■ Exercise description ■
Could you please repeat all of the entries exactly as written?
#### Exercise input
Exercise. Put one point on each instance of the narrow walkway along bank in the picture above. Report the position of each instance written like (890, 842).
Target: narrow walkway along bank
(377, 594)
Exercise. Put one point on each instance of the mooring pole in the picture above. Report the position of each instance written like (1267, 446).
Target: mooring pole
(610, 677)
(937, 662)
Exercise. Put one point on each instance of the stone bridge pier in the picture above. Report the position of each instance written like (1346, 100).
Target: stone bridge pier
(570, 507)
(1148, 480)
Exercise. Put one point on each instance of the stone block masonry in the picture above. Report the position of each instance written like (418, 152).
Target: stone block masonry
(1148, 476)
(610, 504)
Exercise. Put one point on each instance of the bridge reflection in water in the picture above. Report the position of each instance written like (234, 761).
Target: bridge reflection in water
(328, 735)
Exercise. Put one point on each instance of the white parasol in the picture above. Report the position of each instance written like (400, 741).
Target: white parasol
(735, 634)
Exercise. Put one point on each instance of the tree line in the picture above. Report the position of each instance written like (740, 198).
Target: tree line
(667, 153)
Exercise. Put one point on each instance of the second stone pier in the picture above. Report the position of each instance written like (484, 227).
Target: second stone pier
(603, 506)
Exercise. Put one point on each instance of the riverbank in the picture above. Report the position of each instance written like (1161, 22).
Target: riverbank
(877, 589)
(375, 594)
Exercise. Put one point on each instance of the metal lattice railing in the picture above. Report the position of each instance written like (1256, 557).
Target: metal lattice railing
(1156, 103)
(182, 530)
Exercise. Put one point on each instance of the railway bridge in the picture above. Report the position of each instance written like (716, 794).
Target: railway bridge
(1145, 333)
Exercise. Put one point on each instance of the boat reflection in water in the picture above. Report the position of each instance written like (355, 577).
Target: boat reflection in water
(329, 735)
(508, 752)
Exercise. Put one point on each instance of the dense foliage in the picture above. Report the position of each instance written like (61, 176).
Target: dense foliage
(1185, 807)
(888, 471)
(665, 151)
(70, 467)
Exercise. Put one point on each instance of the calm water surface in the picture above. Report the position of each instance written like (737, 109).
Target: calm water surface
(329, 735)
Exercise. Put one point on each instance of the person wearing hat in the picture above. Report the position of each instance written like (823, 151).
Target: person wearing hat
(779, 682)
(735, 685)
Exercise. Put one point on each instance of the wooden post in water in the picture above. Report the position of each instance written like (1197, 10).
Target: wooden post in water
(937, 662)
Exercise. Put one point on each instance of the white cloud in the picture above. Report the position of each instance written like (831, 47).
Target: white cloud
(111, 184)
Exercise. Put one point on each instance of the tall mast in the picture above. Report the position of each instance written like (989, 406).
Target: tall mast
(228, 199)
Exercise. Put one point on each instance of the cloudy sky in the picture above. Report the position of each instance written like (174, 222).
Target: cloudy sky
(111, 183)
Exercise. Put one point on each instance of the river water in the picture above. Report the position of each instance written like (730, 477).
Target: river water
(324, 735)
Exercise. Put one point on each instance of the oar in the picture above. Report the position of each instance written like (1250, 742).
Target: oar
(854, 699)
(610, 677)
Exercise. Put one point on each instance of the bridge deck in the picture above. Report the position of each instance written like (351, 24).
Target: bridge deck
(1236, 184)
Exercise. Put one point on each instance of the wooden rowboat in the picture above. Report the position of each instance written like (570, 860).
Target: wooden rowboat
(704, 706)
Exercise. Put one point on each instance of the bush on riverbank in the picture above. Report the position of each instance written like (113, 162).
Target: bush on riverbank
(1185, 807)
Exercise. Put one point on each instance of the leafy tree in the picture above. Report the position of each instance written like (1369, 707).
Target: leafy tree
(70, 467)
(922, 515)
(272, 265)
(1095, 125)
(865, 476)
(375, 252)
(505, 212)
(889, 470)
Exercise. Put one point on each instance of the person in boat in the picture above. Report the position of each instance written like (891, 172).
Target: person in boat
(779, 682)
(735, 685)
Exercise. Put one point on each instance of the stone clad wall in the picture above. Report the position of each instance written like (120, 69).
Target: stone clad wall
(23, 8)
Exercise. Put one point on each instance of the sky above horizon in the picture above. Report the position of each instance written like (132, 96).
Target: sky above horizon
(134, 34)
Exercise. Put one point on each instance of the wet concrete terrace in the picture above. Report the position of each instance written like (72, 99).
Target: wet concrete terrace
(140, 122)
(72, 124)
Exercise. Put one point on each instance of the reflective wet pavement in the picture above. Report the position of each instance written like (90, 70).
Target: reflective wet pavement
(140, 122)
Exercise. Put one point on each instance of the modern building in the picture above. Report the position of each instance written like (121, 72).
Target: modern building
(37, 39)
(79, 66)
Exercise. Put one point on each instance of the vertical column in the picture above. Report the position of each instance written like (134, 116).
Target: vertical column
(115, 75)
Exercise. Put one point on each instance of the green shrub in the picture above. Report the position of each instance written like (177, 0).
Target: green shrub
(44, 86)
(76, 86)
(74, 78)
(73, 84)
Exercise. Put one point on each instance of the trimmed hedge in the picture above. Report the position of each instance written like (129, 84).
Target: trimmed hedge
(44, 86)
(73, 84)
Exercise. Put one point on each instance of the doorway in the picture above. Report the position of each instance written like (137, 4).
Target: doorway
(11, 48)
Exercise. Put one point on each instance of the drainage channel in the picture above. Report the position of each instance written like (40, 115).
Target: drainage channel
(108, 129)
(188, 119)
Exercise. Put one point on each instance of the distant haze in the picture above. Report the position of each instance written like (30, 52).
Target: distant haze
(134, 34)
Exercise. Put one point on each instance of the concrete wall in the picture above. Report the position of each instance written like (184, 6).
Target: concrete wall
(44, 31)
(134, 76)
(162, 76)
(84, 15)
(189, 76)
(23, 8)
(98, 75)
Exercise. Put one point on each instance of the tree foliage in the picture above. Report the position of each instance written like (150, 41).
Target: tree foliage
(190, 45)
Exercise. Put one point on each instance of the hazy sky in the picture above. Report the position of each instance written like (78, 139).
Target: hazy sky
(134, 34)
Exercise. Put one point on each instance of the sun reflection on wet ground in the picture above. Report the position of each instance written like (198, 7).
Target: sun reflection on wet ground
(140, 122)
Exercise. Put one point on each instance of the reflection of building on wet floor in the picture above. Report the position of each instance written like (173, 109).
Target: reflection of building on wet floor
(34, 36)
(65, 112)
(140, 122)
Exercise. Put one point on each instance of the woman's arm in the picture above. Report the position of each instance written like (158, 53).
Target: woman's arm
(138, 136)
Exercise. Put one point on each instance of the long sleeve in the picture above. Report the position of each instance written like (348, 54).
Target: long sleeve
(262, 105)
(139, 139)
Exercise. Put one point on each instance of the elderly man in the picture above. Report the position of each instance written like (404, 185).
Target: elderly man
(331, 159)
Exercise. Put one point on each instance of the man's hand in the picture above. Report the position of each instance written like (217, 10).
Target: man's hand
########
■ Answer area ■
Exercise. Put one point on each instance of the narrow walkway along bank in the picture above. Report the position of each instance written like (890, 842).
Target: narrow walkway along bank
(377, 594)
Exercise. Put one point on each instance of the mooring pole in the picture above. Report the position of each instance written like (1267, 446).
Target: mooring pole
(610, 677)
(937, 662)
Exercise. Put one point on each instance of the stone bridge pier in the picture above. Report the position of each instance written like (1346, 100).
Target: stone bridge pier
(570, 507)
(1148, 480)
Exercise. Put one point on each instance of the stone block masonry in the picture above. Report the position of each instance written like (418, 152).
Target: stone block masonry
(1148, 476)
(610, 504)
Exercise. Put one point on each instance of the bridge reflection in water in the picture above. Report the position of each instance written like (234, 761).
Target: bridge reflection in water
(328, 735)
Exercise. Put one point on each instance of the white parasol in the picture above. Report the position of each instance written like (400, 741).
Target: white parasol
(735, 634)
Exercise. Put one point on each instance of the tree line in the picture above. Report the position of each instance written like (740, 198).
Target: tree line
(667, 153)
Exercise. Put one point on each instance of the second stone pier in the picture above. Report the position of each instance written like (484, 227).
Target: second stone pier
(603, 506)
Exercise. Put one point on each instance of the riverbank in the picture above. Report the position of each instance written like (1161, 22).
Target: riverbank
(877, 589)
(375, 594)
Exercise. Put one point on each instance of the metal lattice railing in the picture above. Report the position of each instance written like (1256, 557).
Target: metal lattice railing
(1156, 103)
(182, 530)
Exercise. Put one point on each instance of the railway bridge in the picture above. Report the position of each instance written like (716, 794).
Target: railway bridge
(1145, 333)
Exercise. Put one point on each instance of the boat reflection in water in the picture above. Report the position of each instance written like (355, 577).
Target: boat reflection in water
(329, 735)
(508, 752)
Exercise. Put one point on each instance of the dense foliage in the picture above. Report the position of each instance written like (61, 176).
Target: dense foliage
(1185, 807)
(888, 471)
(665, 151)
(70, 467)
Exercise. Put one point on each instance of the calm water surface in the picture above. Report the position of each instance written like (737, 109).
Target: calm water surface
(329, 735)
Exercise. Put one point on each instance of the person wearing hat in the picture above. Report the position of each instance written like (823, 151).
Target: person wearing hat
(779, 682)
(735, 685)
Exercise. Put one point on each instance of the wooden post in water in the picture above. Report the position of each instance written like (1197, 10).
Target: wooden post in water
(937, 662)
Exercise. Put one point on each instance of the white cloud in the picture above. Report the position of each instance written like (831, 47).
Target: white cloud
(111, 184)
Exercise. Put one point on each instance of the tall mast in the picture above. Report the position of each instance written like (989, 406).
Target: tall mast
(228, 199)
Exercise. Put one point on each instance of the cloudy sky in the picture above. Report the position of each instance written like (174, 222).
Target: cloudy sky
(111, 183)
Exercise. Put one point on each instance of the river water in the picture above. Report the position of each instance written like (730, 477).
Target: river water
(324, 735)
Exercise. Put one point on each instance of the oar in the picture above. Report the position of each instance written like (1250, 742).
Target: oar
(854, 699)
(610, 677)
Exercise. Put one point on each instance of the bridge deck in the picture above. Report the position of each instance written like (351, 24).
Target: bridge deck
(1236, 184)
Exercise. Put one point on each instance of the wooden rowboat in the picture above. Report the position of each instance written like (570, 860).
Target: wooden rowboat
(704, 706)
Exercise. Put one point on each instance of the bush on riverbank in the picture above. Report the position of each instance written like (113, 162).
Target: bush on riverbank
(1185, 807)
Exercise. Put one point on each instance of the leafy tree in the picture above. Report the position of each instance written like (1369, 707).
Target: leafy tree
(70, 467)
(922, 515)
(272, 265)
(1095, 125)
(865, 476)
(375, 252)
(505, 212)
(889, 470)
Exercise. Put one point on each instance of the person in boat in the picture above. Report the position of each instance written like (891, 172).
Target: person in boat
(779, 682)
(735, 685)
Exercise. Put one point on each instance of the stone clad wall in the picture above. Report the position of each instance written like (120, 69).
Target: stone clad wall
(23, 8)
Exercise. Put one point on each instance of the sky above horizon in the picture above. Report the position of each instance written like (132, 96).
Target: sky above horizon
(134, 34)
Exercise. Put one point on each instance of the wet concrete terrace in the picture above. Report the position of each instance written like (72, 99).
Target: wet concrete terrace
(140, 122)
(72, 124)
Exercise. Put one point on each instance of the reflective wet pavement in the picture above. Report the position of each instance written like (90, 70).
Target: reflective wet pavement
(140, 122)
Exercise. Put one point on each instance of the modern building in the picture above. Report the position of each instance written like (121, 72).
Target: modern building
(37, 39)
(79, 66)
Exercise. Put one point on each instance of the vertical column in the picture above. Report the position of each instance written like (134, 116).
Target: vertical column
(115, 75)
Exercise. Put one point on each instance of the green shrub in the picture above. Report the position of each instance written like (177, 0).
Target: green shrub
(44, 86)
(76, 86)
(74, 78)
(73, 84)
Exercise. Put one point on each instance of the trimmed hedge in the picture above. Report the position of each instance written like (129, 84).
Target: trimmed hedge
(44, 86)
(73, 84)
Exercise. Put one point on each instance of the doorway in the picture above. Report the position of each instance written like (137, 4).
Target: doorway
(11, 48)
Exercise. Put one point on each instance of the drainage channel in the picture above. Report the position of each instance written like (40, 115).
Target: drainage channel
(108, 129)
(188, 119)
Exercise. Put one point on each instance of the distant haze in the picture above. Report the position of each instance written like (30, 52).
Target: distant haze
(134, 34)
Exercise. Put one point on each instance of the concrete wall in the picture above. Report the position of each instance written like (184, 6).
Target: concrete wall
(44, 31)
(134, 76)
(162, 76)
(84, 15)
(189, 76)
(23, 8)
(98, 75)
Exercise. Put one point on each instance of the tree foliage in the picture above. Report the position of each instance written like (150, 41).
Target: tree foliage
(190, 45)
Exercise. Put one point on each instance of the hazy sky in the picture above. Report the position of each instance written like (78, 139).
Target: hazy sky
(134, 34)
Exercise. Put one point on each instance of the sun reflection on wet ground in the picture above. Report the position of each instance written like (198, 7).
Target: sun reflection on wet ground
(140, 122)
Exercise. Put one point on each instance of the reflection of building on wet floor in the picture above. Report the position of each instance written like (173, 109).
Target: reflection of building on wet floor
(34, 36)
(65, 112)
(140, 122)
Exercise. Put one point on each instance of the woman's arm in the picture above. Report the position of each instance written like (158, 53).
Target: woman's arm
(138, 136)
Exercise. Put one point on each instance of the long sleeve in the picture above. Report the position of each instance written like (348, 54).
Target: long sleeve
(262, 105)
(139, 139)
Exercise. Put one point on each instance of the elderly man in the picture above. Report the position of each instance written like (404, 185).
Target: elderly man
(331, 159)
Exercise. Put one point on each instance of the man's hand in the picture above. Report the position of each instance written like (217, 10).
Target: man's hand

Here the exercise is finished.